• _Stated problem_:
Reproduce each of the rows below verbatim, in their original order, without altering any character.

• _Extracted data_:
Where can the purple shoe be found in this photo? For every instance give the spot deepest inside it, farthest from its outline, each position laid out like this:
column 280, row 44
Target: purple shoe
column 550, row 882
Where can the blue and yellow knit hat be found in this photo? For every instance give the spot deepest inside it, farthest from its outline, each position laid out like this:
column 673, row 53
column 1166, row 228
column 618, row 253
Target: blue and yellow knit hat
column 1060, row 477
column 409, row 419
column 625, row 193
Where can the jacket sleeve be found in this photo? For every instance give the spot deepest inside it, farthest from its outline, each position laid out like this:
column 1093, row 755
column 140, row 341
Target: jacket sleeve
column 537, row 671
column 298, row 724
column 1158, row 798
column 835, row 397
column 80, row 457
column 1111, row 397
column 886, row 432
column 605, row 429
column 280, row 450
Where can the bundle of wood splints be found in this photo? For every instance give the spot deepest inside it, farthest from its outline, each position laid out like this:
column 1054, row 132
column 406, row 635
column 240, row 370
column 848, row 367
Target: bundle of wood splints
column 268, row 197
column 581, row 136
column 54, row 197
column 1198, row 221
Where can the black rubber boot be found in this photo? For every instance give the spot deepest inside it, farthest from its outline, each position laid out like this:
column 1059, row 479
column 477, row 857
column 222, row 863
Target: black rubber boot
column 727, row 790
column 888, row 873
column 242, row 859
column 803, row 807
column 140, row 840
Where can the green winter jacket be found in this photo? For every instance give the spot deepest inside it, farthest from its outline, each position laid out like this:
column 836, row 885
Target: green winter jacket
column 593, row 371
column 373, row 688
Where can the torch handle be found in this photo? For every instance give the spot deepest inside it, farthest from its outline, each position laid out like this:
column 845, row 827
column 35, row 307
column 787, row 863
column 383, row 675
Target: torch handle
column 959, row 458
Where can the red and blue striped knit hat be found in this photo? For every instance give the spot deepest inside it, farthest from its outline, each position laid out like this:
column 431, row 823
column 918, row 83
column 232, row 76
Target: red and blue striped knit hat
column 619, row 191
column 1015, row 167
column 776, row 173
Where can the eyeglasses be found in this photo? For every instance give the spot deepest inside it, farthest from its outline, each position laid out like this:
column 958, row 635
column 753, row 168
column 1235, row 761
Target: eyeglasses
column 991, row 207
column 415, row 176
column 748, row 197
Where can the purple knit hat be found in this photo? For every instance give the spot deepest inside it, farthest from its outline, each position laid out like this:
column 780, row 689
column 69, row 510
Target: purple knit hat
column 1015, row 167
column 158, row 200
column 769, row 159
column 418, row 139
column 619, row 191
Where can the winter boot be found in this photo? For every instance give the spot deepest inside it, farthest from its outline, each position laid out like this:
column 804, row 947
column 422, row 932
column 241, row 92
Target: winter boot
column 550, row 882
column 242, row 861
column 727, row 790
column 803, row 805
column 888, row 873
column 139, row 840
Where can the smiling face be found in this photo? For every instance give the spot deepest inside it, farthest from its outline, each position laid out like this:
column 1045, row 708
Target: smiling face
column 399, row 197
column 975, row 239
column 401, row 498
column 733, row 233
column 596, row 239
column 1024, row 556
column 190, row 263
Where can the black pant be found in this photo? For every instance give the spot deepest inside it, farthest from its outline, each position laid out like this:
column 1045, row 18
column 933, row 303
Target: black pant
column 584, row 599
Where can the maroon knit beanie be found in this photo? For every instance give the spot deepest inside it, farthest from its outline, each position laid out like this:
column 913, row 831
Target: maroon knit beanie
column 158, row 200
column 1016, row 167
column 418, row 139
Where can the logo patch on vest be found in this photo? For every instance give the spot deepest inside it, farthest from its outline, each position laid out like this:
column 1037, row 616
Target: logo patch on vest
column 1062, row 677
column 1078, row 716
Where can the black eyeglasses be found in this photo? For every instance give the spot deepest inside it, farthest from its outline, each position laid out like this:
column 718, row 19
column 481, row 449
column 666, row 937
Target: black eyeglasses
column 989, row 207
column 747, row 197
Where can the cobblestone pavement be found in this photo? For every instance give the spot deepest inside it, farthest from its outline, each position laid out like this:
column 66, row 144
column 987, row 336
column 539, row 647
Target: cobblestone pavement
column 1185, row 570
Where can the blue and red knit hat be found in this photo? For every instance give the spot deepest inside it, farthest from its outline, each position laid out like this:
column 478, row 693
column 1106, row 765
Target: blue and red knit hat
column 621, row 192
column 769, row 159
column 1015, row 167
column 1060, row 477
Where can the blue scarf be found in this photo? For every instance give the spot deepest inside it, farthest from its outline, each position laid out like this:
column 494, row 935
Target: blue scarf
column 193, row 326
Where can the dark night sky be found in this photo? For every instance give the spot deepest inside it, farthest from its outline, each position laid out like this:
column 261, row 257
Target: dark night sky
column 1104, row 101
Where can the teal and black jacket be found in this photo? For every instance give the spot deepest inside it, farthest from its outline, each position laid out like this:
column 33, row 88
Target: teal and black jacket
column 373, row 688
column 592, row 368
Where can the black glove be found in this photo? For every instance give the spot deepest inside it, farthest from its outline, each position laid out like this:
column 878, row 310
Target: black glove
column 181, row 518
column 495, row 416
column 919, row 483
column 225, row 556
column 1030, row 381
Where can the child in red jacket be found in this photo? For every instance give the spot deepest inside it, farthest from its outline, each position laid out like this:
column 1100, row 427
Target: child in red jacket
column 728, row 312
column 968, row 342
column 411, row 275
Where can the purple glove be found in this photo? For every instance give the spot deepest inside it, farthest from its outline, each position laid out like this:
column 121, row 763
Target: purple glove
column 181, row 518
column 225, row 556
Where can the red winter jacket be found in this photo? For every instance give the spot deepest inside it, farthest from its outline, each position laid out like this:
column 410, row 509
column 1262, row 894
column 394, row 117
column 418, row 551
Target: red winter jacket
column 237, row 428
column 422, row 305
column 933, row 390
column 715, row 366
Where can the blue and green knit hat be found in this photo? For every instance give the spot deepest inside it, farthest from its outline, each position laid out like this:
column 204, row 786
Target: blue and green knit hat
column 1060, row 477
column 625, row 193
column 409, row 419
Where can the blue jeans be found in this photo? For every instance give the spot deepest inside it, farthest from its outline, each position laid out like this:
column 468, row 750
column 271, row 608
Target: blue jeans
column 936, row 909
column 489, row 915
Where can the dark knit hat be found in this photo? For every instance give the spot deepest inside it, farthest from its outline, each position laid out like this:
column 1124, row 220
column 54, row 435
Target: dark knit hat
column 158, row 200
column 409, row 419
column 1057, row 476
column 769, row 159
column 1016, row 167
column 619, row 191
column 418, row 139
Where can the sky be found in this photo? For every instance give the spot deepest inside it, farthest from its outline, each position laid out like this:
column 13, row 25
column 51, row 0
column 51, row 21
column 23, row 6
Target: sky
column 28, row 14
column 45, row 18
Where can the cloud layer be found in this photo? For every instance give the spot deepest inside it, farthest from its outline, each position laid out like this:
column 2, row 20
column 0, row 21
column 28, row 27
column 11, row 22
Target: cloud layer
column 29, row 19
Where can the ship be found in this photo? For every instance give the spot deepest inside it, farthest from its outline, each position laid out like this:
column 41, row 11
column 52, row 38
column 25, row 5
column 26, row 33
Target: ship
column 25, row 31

• _The answer_:
Where can the purple shoe be found in this photo? For every instance give the spot deepest inside it, farthest from its outline, each position laid out like this:
column 280, row 44
Target: purple shoe
column 550, row 882
Where can the blue and yellow knit hat be found in this photo? For every instance give the spot deepest inside it, farthest from its outline, each position laid out like this:
column 673, row 53
column 1166, row 228
column 618, row 253
Target: blue and yellow knit hat
column 1060, row 477
column 409, row 419
column 625, row 193
Where can the jacket sleeve be found in this photo? For every instance give the spot deepest inside it, farthest from its outline, each position laid out like this:
column 1093, row 755
column 140, row 341
Target: jacket sleeve
column 537, row 671
column 298, row 724
column 1158, row 798
column 835, row 397
column 80, row 457
column 1111, row 397
column 886, row 432
column 605, row 429
column 280, row 450
Where can the bundle of wood splints be found in this photo? For every instance give the spot deepest inside it, farthest from its outline, each position laid out like this:
column 1054, row 132
column 406, row 635
column 240, row 370
column 848, row 367
Target: bundle of wood splints
column 268, row 197
column 581, row 136
column 54, row 197
column 1198, row 221
Where can the black rubber boot be found in this photo? For every instance give the spot deepest inside it, farthest from its outline, each position laid out like this:
column 1059, row 479
column 477, row 857
column 222, row 863
Target: black rubber boot
column 727, row 790
column 888, row 873
column 242, row 859
column 803, row 807
column 140, row 840
Where can the green winter jacket be found in this photo? For every instance give the spot deepest inside it, farthest from its outline, each position laid out like this:
column 836, row 885
Target: green winter jacket
column 593, row 371
column 373, row 688
Where can the torch handle be found in this photo? For every instance give the spot deepest inside it, farthest from its outline, each position laid out like this:
column 845, row 827
column 35, row 307
column 787, row 863
column 383, row 675
Target: torch handle
column 959, row 458
Where can the red and blue striped knit hat be found in this photo? For every instance give the spot deepest inside it, farthest from its outline, each position laid out like this:
column 431, row 823
column 918, row 83
column 232, row 76
Target: red and blue striped knit hat
column 619, row 191
column 1015, row 167
column 776, row 173
Where can the eyeglasses be found in this photo? For every instance give the spot deepest inside it, farthest from its outline, each position laid out like this:
column 958, row 635
column 753, row 168
column 1235, row 761
Target: eyeglasses
column 991, row 207
column 415, row 176
column 748, row 197
Where can the purple knit hat be found in this photo? For every instance give the spot deepest inside it, farthest from its outline, each position laid out like this:
column 780, row 689
column 69, row 510
Target: purple knit hat
column 1015, row 167
column 158, row 200
column 769, row 159
column 418, row 139
column 619, row 191
Where can the winter boot be found in this photo? For every instance give the spot deepest inside it, farthest from its outline, each position laid out like this:
column 804, row 947
column 422, row 932
column 241, row 92
Target: winter boot
column 550, row 882
column 242, row 861
column 727, row 790
column 803, row 805
column 888, row 873
column 139, row 840
Where can the smiling face be found in this photo? For every instance give the spot deepest inside it, farthest from its outline, each position laid out like this:
column 1045, row 708
Target: smiling face
column 399, row 197
column 975, row 239
column 401, row 498
column 733, row 233
column 596, row 239
column 1024, row 556
column 190, row 263
Where can the black pant be found in this photo? For every instance give the spot deepest inside it, farthest from its outline, each position laid out like this:
column 1045, row 18
column 933, row 303
Target: black pant
column 584, row 599
Where can the maroon knit beanie be found in this photo? For every instance give the spot deepest inside it, farthest from its outline, each position laid out like this:
column 913, row 831
Target: maroon knit beanie
column 158, row 200
column 1016, row 167
column 418, row 139
Where can the logo patch on vest be found in this photo? For every instance give the spot deepest inside it, farthest from its outline, each position laid out like this:
column 1037, row 616
Target: logo patch on vest
column 1062, row 677
column 1078, row 716
Where can the black eyeglasses be found in this photo? For every instance give the spot deepest inside it, farthest from its outline, each position laid out like this:
column 718, row 19
column 481, row 449
column 666, row 937
Target: black eyeglasses
column 989, row 207
column 747, row 197
Where can the cobblestone pavement be found in this photo? For every instance give the spot deepest inside it, farthest from its outline, each position laid out like this:
column 66, row 144
column 987, row 336
column 539, row 647
Target: cobblestone pavement
column 1185, row 570
Where can the blue and red knit hat be found in this photo? For every instance give the spot deepest inside it, farthest from its outline, each position laid out like this:
column 478, row 693
column 1106, row 765
Target: blue and red knit hat
column 621, row 192
column 769, row 159
column 1015, row 167
column 1060, row 477
Where can the blue scarf be found in this photo? For every instance give the spot deepest inside it, farthest from its outline, each position laid out like this:
column 494, row 935
Target: blue scarf
column 193, row 326
Where can the dark night sky be found in this photo? For every instance give the spot deepest inside it, farthest from its outline, each position laid out like this:
column 261, row 257
Target: dark night sky
column 1104, row 101
Where can the teal and black jacket be found in this photo? For every instance give the spot deepest inside it, farthest from its outline, each position laid out like this:
column 33, row 88
Target: teal and black jacket
column 373, row 688
column 592, row 368
Where can the black glove be found in this photo? For every instance give the spot deepest inside it, farthest from its outline, each position laid out like this:
column 878, row 310
Target: black glove
column 181, row 518
column 495, row 416
column 919, row 483
column 225, row 556
column 1030, row 381
Where can the child in red jacket be found in this photo? For every instance give the spot deepest inside it, farthest from its outline, each position laid out like this:
column 1100, row 427
Target: child in red jacket
column 728, row 312
column 968, row 342
column 411, row 275
Where can the purple glove be found in this photo? For every instance give the spot deepest inside it, farthest from its outline, each position laid out like this:
column 121, row 763
Target: purple glove
column 181, row 518
column 225, row 556
Where can the red winter jacket be found in this photo? For every instance give the spot deepest inside it, farthest from its outline, each position laid out like this:
column 410, row 509
column 1262, row 894
column 394, row 117
column 418, row 551
Target: red winter jacket
column 237, row 428
column 422, row 305
column 933, row 390
column 715, row 366
Where can the blue and green knit hat be found in this photo? For every instance give the spot deepest inside it, farthest from its outline, each position laid out like this:
column 204, row 786
Target: blue and green knit hat
column 1060, row 477
column 625, row 193
column 409, row 419
Where can the blue jeans be found in this photo? For every instance give the spot deepest inside it, farthest from its outline, each position laid out like this:
column 468, row 750
column 271, row 608
Target: blue jeans
column 936, row 909
column 489, row 915
Where can the dark knit hat be found in this photo? For every instance give the spot deepest inside it, farthest from its outline, each position laid out like this:
column 1124, row 220
column 54, row 435
Target: dark knit hat
column 158, row 200
column 409, row 419
column 1057, row 476
column 769, row 159
column 1016, row 167
column 619, row 191
column 418, row 139
Where can the sky be found in this photo? For every instance give the spot deepest inside it, farthest from its outline, each position laid out like this:
column 13, row 25
column 51, row 0
column 51, row 21
column 23, row 6
Target: sky
column 28, row 14
column 45, row 18
Where can the cloud layer be found in this photo? For every instance give the spot deepest inside it, farthest from its outline, each position laid out like this:
column 2, row 20
column 0, row 21
column 28, row 27
column 11, row 22
Target: cloud layer
column 29, row 19
Where can the ship be found in this photo? For every instance give the spot deepest inside it, farthest from its outline, each position laid out like this:
column 41, row 11
column 52, row 38
column 25, row 5
column 26, row 33
Target: ship
column 25, row 31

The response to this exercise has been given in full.